-- Quoted text --

────────────────────────────────────────

Thursday, September 26, 2013

A letter with a secret

I never planned to fall in love with you. Honestly, until recently I never really thought I had fallen for you. Sadly though, I did. Not as strongly as I have loved before, but none-the-less I fell. From the day we met I felt connected to you. I remember seeing you for the first time across the room. I would catch you staring at me, causing my face to burn red. Your eyes had such a warm depth to them. Once my eyes had connected it was always so hard to break free.

We began talking and instantly I liked you. We became friends very quickly and I loved how easy it was to be around you. I got the butterflies every time I saw you. A feeling I thought I'd never feel again. You made me laugh, and continuously flattered me. To be honest, you were quite the charmer. I had never met a guy like you. You were sweet, and had the most caring, loving heart. My falling for you began.

I will always remember your hugs. For they would bring never ending joy to me. There was something about them; a warm fuzzy feeling I got when you'd hug me. There was so much love within our embraces, I would never want to let go. I didn't think you did either. Our flirty banter always kept things interesting - and oh was I interested. 

Now, this is where things get sad. I never once told you how I felt, until that one night I got ballsy and decided to be blunt. I should've never said anything to you, for maybe you would still talk to me if I hadn't. I wanted you to know how I felt. How I had liked you since the day we met. I never fully expressed how I felt however, for you were with someone and I didn't want to come in between that. I don't know why I'd tell you such a thing. Maybe with the hopes that you'd change your mind about her? I'm not quite sure. What I am sure about is that I was foolish. 

The last day I saw you, I gave you the biggest hug ever. I'll never forget you coming to wait with me in line, or the kiss you gave me on my forehead before you left that made my heart skip a beat. The things you said to me as we sat on the steps together, or the look you gave me before you drove away in your car. I'll always remember that day as the best day I've spent with you yet.

────────────────────────────────────────

Named-object pointing records:
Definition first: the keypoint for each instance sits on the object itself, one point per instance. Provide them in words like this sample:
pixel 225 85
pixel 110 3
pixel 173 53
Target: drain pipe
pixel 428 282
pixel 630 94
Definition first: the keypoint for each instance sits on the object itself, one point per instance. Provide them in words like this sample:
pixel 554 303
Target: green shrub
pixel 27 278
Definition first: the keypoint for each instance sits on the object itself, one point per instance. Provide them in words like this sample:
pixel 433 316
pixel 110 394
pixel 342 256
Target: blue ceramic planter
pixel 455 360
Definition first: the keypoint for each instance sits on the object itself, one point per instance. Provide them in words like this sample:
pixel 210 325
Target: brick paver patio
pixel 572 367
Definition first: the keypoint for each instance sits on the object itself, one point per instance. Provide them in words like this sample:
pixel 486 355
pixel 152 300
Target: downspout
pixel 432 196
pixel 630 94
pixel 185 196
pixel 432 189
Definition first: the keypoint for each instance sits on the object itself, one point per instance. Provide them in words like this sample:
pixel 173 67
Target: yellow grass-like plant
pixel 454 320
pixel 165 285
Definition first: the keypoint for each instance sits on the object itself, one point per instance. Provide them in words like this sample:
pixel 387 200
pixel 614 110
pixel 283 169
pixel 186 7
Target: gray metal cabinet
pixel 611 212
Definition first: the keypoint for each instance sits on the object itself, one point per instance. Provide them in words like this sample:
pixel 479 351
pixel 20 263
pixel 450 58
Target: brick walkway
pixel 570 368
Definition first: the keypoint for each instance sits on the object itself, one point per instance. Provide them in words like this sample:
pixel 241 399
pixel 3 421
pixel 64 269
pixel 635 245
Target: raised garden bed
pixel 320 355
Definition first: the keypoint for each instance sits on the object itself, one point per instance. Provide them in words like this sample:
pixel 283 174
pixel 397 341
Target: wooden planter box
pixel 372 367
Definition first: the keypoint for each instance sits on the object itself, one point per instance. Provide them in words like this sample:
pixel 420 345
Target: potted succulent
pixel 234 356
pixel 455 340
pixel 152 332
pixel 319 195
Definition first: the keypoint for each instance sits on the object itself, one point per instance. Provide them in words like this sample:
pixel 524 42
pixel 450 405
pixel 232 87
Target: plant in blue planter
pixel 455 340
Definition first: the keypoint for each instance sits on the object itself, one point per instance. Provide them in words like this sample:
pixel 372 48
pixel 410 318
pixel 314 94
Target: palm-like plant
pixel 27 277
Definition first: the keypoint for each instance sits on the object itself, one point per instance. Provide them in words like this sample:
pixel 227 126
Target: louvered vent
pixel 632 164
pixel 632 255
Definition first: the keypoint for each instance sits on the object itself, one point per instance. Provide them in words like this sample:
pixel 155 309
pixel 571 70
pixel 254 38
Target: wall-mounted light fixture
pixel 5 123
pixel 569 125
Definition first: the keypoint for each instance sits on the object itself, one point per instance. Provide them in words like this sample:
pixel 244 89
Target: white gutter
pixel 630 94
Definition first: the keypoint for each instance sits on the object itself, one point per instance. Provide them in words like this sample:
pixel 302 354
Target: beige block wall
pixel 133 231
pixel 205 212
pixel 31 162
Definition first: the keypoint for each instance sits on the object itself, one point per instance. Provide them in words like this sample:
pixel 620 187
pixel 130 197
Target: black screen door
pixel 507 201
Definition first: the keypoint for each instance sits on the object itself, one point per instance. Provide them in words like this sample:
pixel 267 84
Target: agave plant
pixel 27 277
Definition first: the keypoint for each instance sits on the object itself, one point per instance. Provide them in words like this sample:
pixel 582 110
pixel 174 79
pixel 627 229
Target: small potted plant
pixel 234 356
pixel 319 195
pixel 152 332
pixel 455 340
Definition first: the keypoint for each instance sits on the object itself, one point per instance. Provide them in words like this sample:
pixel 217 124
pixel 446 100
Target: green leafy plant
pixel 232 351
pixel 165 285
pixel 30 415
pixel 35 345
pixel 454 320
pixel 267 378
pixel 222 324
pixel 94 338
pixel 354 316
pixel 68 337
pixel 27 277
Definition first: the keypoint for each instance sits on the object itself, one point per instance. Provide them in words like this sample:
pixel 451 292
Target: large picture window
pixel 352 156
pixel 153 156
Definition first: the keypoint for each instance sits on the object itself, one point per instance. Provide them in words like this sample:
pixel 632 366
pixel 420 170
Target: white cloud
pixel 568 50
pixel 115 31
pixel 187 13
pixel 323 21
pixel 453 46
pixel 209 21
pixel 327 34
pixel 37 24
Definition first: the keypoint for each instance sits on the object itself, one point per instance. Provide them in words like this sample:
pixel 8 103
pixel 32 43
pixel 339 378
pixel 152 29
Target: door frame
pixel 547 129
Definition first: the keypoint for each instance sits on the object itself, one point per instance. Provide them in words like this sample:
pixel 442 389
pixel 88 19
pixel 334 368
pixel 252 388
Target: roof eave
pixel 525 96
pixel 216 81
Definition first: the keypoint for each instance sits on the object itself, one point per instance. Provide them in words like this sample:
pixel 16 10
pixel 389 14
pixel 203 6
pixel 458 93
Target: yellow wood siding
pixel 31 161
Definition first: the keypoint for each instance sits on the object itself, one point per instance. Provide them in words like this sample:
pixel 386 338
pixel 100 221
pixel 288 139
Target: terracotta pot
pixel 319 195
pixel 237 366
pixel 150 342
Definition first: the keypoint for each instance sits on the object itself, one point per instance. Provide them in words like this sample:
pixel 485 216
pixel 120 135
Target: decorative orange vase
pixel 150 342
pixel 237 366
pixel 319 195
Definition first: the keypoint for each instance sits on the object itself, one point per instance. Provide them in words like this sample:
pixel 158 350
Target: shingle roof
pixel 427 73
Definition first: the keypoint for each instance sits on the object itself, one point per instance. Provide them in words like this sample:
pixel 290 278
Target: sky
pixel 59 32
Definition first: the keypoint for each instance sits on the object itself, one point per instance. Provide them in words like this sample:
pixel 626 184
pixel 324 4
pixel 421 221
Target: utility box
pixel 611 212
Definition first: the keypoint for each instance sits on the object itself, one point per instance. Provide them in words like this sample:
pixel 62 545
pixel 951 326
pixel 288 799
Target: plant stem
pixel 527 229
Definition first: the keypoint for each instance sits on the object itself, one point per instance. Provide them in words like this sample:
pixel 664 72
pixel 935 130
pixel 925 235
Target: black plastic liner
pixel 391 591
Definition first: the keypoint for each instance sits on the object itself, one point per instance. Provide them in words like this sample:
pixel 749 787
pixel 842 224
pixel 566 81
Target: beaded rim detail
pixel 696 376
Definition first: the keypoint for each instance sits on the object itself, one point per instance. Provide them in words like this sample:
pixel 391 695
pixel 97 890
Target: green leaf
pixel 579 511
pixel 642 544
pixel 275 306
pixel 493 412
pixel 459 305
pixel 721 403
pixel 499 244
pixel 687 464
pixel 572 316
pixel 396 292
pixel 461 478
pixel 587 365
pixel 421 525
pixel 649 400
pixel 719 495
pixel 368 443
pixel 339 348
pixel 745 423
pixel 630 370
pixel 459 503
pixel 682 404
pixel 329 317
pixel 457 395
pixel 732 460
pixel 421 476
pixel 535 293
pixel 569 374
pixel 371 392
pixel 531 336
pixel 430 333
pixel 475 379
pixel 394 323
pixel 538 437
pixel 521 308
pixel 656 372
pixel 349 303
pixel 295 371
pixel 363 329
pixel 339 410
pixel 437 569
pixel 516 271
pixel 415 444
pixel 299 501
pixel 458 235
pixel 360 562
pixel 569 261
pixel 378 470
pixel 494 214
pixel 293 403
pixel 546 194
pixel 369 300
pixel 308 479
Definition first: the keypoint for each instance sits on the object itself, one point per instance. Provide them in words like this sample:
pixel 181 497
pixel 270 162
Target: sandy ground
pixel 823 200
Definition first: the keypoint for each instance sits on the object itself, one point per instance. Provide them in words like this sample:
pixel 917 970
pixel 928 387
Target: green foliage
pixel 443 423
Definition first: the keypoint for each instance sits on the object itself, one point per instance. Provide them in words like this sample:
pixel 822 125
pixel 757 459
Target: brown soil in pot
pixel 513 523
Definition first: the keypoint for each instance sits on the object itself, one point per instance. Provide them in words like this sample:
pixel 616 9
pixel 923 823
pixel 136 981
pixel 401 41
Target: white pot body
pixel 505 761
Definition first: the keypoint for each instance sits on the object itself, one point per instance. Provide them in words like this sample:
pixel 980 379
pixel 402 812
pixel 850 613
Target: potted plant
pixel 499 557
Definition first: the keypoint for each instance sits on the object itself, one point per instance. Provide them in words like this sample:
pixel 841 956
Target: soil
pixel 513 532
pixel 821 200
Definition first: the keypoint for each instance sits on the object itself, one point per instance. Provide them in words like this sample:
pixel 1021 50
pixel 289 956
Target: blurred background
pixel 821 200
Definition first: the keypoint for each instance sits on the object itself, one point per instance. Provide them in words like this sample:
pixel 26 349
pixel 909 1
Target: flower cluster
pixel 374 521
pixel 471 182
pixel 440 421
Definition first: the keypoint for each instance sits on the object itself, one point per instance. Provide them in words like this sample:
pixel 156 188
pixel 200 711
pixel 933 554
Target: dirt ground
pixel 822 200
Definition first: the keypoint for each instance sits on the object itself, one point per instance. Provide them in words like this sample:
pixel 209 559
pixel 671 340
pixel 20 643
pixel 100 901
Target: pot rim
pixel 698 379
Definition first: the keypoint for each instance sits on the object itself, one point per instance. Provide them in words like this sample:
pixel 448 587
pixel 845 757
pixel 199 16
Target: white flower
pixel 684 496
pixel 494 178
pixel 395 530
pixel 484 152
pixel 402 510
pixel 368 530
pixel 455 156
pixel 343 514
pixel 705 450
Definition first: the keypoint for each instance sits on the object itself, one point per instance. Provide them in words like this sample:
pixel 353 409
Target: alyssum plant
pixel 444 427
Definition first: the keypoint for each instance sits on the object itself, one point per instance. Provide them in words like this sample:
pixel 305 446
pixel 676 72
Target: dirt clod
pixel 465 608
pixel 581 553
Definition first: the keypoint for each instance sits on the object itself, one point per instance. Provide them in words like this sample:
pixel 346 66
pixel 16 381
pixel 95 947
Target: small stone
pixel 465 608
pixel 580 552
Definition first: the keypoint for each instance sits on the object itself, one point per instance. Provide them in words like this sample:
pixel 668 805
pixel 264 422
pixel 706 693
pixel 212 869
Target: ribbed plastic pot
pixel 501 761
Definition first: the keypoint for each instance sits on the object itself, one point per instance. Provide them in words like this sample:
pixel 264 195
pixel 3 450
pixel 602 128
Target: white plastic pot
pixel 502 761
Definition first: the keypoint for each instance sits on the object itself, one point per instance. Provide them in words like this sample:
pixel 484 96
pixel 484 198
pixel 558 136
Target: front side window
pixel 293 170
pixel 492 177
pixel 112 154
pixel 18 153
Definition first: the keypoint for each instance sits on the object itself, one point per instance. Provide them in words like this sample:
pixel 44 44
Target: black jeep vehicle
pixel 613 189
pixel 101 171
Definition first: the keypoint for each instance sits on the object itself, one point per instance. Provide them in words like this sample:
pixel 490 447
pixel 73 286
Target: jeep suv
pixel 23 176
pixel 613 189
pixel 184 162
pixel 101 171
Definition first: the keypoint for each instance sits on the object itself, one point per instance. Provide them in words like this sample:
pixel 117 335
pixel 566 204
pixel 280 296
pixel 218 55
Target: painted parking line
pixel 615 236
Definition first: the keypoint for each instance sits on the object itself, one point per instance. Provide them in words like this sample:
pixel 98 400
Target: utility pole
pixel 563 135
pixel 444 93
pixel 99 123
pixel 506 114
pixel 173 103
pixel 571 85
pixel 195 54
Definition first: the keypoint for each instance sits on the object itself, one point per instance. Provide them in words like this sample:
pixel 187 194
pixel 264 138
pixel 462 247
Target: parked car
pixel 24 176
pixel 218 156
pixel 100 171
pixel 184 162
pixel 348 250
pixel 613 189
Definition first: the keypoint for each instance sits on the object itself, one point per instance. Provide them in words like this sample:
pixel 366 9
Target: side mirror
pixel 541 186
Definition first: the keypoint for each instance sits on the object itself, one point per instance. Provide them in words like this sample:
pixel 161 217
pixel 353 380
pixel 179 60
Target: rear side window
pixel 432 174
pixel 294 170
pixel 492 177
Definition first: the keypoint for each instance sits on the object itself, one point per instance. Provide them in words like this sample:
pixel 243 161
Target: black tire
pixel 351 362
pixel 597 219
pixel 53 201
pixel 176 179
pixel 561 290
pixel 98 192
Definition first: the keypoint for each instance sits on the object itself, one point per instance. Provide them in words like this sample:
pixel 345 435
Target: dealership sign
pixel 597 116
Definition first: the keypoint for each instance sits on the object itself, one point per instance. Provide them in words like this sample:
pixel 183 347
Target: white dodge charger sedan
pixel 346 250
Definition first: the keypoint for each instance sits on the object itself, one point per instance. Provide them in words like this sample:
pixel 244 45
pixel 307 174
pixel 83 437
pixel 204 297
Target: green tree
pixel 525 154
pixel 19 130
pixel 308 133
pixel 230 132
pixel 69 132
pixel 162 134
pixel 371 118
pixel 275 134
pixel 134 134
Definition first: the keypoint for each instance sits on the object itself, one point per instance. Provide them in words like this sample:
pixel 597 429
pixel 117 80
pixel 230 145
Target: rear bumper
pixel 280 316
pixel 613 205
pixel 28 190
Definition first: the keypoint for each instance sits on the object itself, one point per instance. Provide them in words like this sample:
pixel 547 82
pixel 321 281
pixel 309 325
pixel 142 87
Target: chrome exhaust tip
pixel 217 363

────────────────────────────────────────

-- Set problem 1 --
In the letter, list the things from the last day together that the writer says they'll never forget.
-- Set problem 2 --
Show every line of the listing that contains the word "white". Case counts.

-- Task solution 1 --
- The other person coming to wait with the writer in line
- The kiss on the forehead before leaving
- The things said as they sat on the steps together
- The look given before driving away in the car

-- Task solution 2 --
Target: white gutter
Target: white cloud
Target: white pot body
Target: white flower
Target: white plastic pot
Target: white dodge charger sedan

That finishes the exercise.